** START OF Provided text **
Concepts such as utility computing, Web services and business process management shouldn't be considered in isolation but rather as components of the real-time enterprise (RTE)
Written by Gary Flood, Contributor

One of the hallmarks of the somewhat depressing IT landscape of the last three years has been its overriding emphasis on cost-cutting, mending and making do, and other terms for living off the IT body fat accumulated in the boom Y2K/dot-com period.

But as the general economy recovers and business confidence returns, organisations will increasingly turn to technologies -- of a variety of stripes -- which can enable them to both further streamline their operations and improve efficiency, but also to massively speed up their rate of operations.

The idea is that in a world where customers can find out all about you on the Web, plus expect to buy off you or commercially interoperate with you online, your company needs to be as nimble as possible.

Isn't that the old e-commerce message? Not quite. "In a world where nightclubbers talk about 24x7, and more and more 'Indianisation' is going on of processes, we're really talking about the Now Economy, not the New Economy," says Mark Raskino, research director for IT management, Gartner Europe.

Get aggressive
Indeed, Raskino's organisation has been talking about the real-time enterprise (RTE) since 2001, defining an RTE firm as one that competes by "aggressively reducing [the time of] its critical business processes". The lynchpin of RTE is when a company takes aggressive steps to extract as much time from core processes as possible -- between 30 percent and 90 percent is recommended, says Gartner -- and uses this to deliver customised products, fast.

Dell and Cisco, sure: probably Amazon, possibly eBay. But also think of non-digital giants like General Motors, which says it has slashed car-design cycles from 48 months to 22, or innovative low-cost airlines like JetBlue, based out of New York. What these RTE companies have in common is the ability to use Internet and communication technologies to re-mould their business processes: think of it as "if we had to start again, how would we do this?"

And don't be misled by the terminology. "It doesn't necessarily mean literally real-time in an electronics sense -- just being massively more efficient and operating at higher corporate 'clock speed'," says Raskino. "In the old days you made lots of stuff. Now you spend your time producing what your customers want," adds Spencer Marlow, solutions marketing manager for retail and CPG at Sterling Commerce.

There's obviously a lot of business issues here that may not be top of the technologist's agenda. What should be is awareness of the global aim of RTE-ness, and enthusiasm for implementing projects that can bring your organisation closer to it.
** END OF Provided text **
| Task directions |
Resume the article on the real-time enterprise after its final sentence, keeping to its subject and style. The listing that comes next was taken from a different source.
** START OF Given data **
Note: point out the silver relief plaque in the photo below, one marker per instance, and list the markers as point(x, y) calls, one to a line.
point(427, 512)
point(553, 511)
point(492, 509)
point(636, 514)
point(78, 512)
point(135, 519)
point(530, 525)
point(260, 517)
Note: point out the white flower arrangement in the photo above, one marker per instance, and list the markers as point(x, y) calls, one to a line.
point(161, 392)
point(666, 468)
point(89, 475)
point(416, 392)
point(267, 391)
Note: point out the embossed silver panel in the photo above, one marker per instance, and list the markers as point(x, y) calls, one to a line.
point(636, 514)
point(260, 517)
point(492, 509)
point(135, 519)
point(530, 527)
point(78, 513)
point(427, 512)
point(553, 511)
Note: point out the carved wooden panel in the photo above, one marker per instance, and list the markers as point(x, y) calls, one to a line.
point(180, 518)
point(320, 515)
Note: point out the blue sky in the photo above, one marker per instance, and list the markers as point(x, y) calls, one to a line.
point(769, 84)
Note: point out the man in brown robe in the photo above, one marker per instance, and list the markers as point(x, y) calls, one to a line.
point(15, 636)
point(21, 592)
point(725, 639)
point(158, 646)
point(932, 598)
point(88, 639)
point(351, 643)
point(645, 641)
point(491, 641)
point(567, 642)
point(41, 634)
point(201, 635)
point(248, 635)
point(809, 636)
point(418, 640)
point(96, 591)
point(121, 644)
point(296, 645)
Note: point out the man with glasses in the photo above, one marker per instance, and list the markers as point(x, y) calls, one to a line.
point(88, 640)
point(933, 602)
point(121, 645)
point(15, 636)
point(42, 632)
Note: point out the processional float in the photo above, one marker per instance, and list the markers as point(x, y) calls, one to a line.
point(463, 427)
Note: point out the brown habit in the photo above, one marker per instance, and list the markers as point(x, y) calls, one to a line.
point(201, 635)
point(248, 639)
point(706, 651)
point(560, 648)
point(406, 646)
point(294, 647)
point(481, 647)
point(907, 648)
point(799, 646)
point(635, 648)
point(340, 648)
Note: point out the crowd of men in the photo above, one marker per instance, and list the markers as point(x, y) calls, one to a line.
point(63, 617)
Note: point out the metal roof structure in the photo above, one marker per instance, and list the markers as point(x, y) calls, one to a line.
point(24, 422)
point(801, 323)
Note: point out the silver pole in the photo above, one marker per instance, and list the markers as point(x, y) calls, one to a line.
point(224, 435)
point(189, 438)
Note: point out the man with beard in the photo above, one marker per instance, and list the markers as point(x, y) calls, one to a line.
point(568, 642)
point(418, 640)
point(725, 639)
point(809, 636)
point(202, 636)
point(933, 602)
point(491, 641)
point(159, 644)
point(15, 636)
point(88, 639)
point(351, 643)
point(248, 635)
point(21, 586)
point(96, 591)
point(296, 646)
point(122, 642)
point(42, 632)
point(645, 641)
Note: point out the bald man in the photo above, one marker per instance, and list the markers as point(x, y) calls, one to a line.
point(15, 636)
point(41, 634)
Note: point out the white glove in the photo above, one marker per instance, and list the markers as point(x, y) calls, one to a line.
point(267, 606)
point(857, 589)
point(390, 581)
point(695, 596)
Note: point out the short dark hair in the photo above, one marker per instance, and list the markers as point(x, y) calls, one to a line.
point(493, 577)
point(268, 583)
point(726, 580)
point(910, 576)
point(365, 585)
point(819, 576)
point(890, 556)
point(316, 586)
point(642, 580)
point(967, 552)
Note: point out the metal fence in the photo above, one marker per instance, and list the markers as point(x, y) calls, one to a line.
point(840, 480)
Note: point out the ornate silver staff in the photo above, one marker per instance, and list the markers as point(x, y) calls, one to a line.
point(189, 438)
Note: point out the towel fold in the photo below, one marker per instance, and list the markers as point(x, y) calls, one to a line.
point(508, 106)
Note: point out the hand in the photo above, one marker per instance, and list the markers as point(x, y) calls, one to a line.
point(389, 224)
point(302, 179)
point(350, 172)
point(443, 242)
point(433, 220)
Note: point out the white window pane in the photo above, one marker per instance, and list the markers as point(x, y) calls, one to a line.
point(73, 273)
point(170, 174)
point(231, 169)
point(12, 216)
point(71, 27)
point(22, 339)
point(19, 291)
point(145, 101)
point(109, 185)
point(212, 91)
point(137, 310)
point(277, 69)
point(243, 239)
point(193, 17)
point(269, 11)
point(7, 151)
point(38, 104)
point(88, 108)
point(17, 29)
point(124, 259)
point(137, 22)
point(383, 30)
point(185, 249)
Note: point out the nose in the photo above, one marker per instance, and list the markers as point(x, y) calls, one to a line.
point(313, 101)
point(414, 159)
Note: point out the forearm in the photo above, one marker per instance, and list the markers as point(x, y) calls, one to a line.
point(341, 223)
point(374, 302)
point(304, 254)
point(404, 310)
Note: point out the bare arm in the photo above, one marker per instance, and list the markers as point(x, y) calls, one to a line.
** END OF Given data **
| The answer |
According to industry watchers, core RTE technologies include:

Web Services
Yes, it's very early days, and we're all maybe a little weary about getting the message being pushed down our throats. But as companies start to open up applications using things like XML and SOAP, the foundations of extra-company processes and supply chains efficiently exchanging data become a step closer. But if that's a bridge too far for you, think about reviving your EAI (enterprise application integration) thinking: how can you achieve better cross-connection of your heavy-lifting business apps?

Business Process Management
Another trendy term, BPM is really all about techniques for isolating the metadata that helps define how intrinsic business processes work -- with the aim of then taking it apart, perhaps to redesign it, or hand off pieces if desired to third parties. "Things that zigzag across organisations like this are what make RTE come alive," says Gartner's Raskino. This also means that BPM languages, such as BPML and BPEL, will get more visible

ERP
Major vendors like SAP, Peoplesoft, Oracle, SSA Global and Geac will all be important in the move to RTE, as companies will look to their back-office systems as places to identify areas of improvement and speed up time to market. Note that there's no problem if an ERP process actually takes place as a batch, rather than in literal real-time; a lot of economic efficiency results from doing thinks in bulk at times that suits the company more than the supplier.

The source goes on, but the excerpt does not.